## Begin DATASET RECORDS
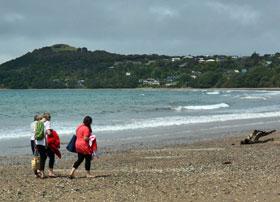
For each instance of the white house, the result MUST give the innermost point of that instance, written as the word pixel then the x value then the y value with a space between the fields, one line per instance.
pixel 175 59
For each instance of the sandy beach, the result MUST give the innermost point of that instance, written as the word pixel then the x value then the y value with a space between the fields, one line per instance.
pixel 215 170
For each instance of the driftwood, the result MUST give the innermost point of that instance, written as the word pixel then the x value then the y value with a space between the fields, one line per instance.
pixel 254 137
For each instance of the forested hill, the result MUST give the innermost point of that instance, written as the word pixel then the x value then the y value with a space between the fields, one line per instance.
pixel 63 66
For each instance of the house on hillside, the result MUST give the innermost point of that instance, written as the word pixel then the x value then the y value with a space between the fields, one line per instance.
pixel 151 82
pixel 175 59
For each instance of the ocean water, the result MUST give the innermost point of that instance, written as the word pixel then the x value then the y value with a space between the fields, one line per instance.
pixel 132 111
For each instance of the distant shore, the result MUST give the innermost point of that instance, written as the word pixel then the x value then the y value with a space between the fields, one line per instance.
pixel 219 169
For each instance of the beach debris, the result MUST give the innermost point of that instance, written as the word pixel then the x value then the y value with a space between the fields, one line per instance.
pixel 255 136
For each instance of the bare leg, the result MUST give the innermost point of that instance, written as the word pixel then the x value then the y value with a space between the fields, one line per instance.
pixel 90 175
pixel 72 173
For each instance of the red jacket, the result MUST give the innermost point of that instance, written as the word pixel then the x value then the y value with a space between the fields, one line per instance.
pixel 85 146
pixel 54 142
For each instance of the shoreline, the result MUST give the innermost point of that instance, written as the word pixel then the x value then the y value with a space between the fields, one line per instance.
pixel 146 88
pixel 220 169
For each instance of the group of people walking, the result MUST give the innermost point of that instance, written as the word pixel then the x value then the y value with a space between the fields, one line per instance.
pixel 45 143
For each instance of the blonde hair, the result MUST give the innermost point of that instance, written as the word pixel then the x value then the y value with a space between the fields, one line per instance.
pixel 39 117
pixel 36 117
pixel 47 116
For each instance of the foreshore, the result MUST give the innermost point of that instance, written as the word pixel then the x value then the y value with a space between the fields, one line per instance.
pixel 213 170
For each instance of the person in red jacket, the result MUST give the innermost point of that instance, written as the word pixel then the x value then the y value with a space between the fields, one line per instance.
pixel 54 143
pixel 85 146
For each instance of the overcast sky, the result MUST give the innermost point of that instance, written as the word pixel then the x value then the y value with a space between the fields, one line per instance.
pixel 172 27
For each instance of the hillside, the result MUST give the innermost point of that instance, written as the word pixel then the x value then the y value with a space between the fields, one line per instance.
pixel 63 66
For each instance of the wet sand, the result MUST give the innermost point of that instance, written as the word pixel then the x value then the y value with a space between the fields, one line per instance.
pixel 215 170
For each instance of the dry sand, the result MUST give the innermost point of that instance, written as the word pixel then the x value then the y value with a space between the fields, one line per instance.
pixel 217 170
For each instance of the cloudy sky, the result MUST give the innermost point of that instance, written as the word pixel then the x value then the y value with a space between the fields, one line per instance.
pixel 173 27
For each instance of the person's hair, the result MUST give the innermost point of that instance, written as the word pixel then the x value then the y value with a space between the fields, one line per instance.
pixel 47 116
pixel 87 121
pixel 39 117
pixel 36 117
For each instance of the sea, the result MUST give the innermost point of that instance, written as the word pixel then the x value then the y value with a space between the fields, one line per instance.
pixel 142 116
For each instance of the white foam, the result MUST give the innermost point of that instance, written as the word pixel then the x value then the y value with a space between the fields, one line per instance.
pixel 254 98
pixel 154 123
pixel 181 120
pixel 213 93
pixel 202 107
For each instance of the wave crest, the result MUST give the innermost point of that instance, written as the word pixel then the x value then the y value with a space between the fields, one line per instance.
pixel 201 107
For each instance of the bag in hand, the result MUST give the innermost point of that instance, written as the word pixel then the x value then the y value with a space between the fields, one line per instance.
pixel 35 163
pixel 71 145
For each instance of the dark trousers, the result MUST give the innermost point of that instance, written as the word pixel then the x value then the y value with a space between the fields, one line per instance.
pixel 32 143
pixel 43 156
pixel 51 156
pixel 81 157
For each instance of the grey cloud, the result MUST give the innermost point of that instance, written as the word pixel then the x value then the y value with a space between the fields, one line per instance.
pixel 174 27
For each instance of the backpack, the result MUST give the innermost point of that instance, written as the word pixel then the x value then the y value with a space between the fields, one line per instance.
pixel 39 132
## End DATASET RECORDS
• _EXERCISE_: Rewrite all the items with "innermost point" replaced by "most central point" and nothing else changed. Leave the pictures out.

• _FULL ANSWER_:
For each instance of the white house, the result MUST give the most central point of that instance, written as the word pixel then the x value then the y value with a space between the fields, one line per instance.
pixel 175 59
For each instance of the sandy beach, the result MUST give the most central point of that instance, written as the word pixel then the x value then the y value with a space between the fields, one line per instance.
pixel 215 170
For each instance of the driftwood, the result MUST give the most central point of that instance, written as the word pixel then the x value then the y value with a space between the fields, one line per instance.
pixel 254 137
For each instance of the forested hill, the result MUST give the most central point of that instance, written as the word pixel then the x value then the y value with a space between the fields, one line per instance.
pixel 63 66
For each instance of the house on hillside, the result MUST give the most central point of that instance, written as the word pixel then the x value then the y value with a space between the fields, one line per instance.
pixel 151 82
pixel 175 59
For each instance of the ocean water, the result MUST give the most central point of that instance, written as the word pixel then the x value then the y value with a space between the fields, one line per instance.
pixel 132 111
For each instance of the distant shore, the result MUST give the most central point of that instance, written as the word pixel then the x value then the y value with a space between the fields, one line per instance.
pixel 219 169
For each instance of the beach debris, the result MUST give the most central point of that instance, written as the word pixel then the x value then the y value with a space between the fields, one line per instance.
pixel 255 136
For each instance of the bare leg, the result MUST give the most central point of that instance, written as the word pixel then the x value then the y value with a space between the fields, one line per instance.
pixel 90 175
pixel 72 173
For each instance of the red jacket, the result MUST give the most central point of that instance, written as the word pixel then the x value then the y value with a space between the fields, one line per instance.
pixel 85 146
pixel 54 142
For each instance of the shoreline, the result MUST give the most central point of that instance, written as the word pixel then the x value then the y value with a space between the fields, one line per instance.
pixel 146 88
pixel 220 169
For each instance of the group of people walking, the result MUST give the most central point of that instance, written as the word pixel then the x value then the y value with a space between the fields, one line per instance.
pixel 45 143
For each instance of the blonde hair, the result MUST give the most central point of that instance, written as the word pixel then the x value then the y value with a space between the fields, one line per instance.
pixel 39 117
pixel 36 117
pixel 47 116
For each instance of the foreshore, the result MUST give the most central point of that instance, written as the word pixel then the x value then the y value with a space between the fields, one line per instance.
pixel 213 170
For each instance of the person in red jacket, the result MUST give the most central point of that instance, written as the word pixel then the x value then the y value with a space between the fields, one line per instance.
pixel 54 143
pixel 85 146
For each instance of the overcast sky, the result MUST give the most central point of that instance, written as the word pixel then the x value then the y value with a space between the fields, one line per instance.
pixel 172 27
For each instance of the hillside, the result MUST give the most central point of that instance, written as the word pixel then the x value then the y value with a space between the fields, one line per instance.
pixel 63 66
For each instance of the wet sand, the result MUST give the most central point of that instance, written as the word pixel then the x value then the y value with a space between the fields, one line per instance.
pixel 215 170
For each instance of the dry sand, the result MUST give the most central point of that instance, written as the word pixel then the x value then the y value with a space between the fields, one line per instance.
pixel 217 170
For each instance of the cloudy sky, the result MUST give the most central point of that instance, written as the word pixel then the x value then the y value with a space between the fields, one line per instance.
pixel 173 27
For each instance of the person's hair, the result MUST give the most central point of that instance, written as the word pixel then the x value then the y value with a space between the fields, one line per instance.
pixel 47 116
pixel 87 121
pixel 39 117
pixel 36 117
For each instance of the sea, the result MUST give the most central point of that instance, written as the word pixel then the x value then the y value with a space between the fields, one line per instance.
pixel 142 116
For each instance of the white foam, the result MUST give the most central point of that instance, written as the word pixel then the x value then the y value with a space between the fields, one line per instance.
pixel 254 98
pixel 154 123
pixel 181 120
pixel 213 93
pixel 202 107
For each instance of the wave crest, the result MUST give the most central point of that instance, written as the word pixel then the x value then the y value with a space between the fields, one line per instance.
pixel 201 107
For each instance of the bag in hand, the result MUST give the most central point of that instance, written as the word pixel then the x value then the y value with a space between the fields, one line per instance.
pixel 35 163
pixel 71 145
For each instance of the dark trousers, the result MUST give the most central point of that instance, written as the word pixel then the x value then the y value with a space between the fields, one line per instance.
pixel 32 143
pixel 43 156
pixel 51 156
pixel 81 157
For each instance of the grey cloud, the result MUST give the most central point of that instance, written as the word pixel then the x value then the y value with a space between the fields, one line per instance.
pixel 174 27
For each instance of the backpack, the result MUST give the most central point of that instance, written as the word pixel then the x value then the y value with a space between the fields, one line per instance.
pixel 39 132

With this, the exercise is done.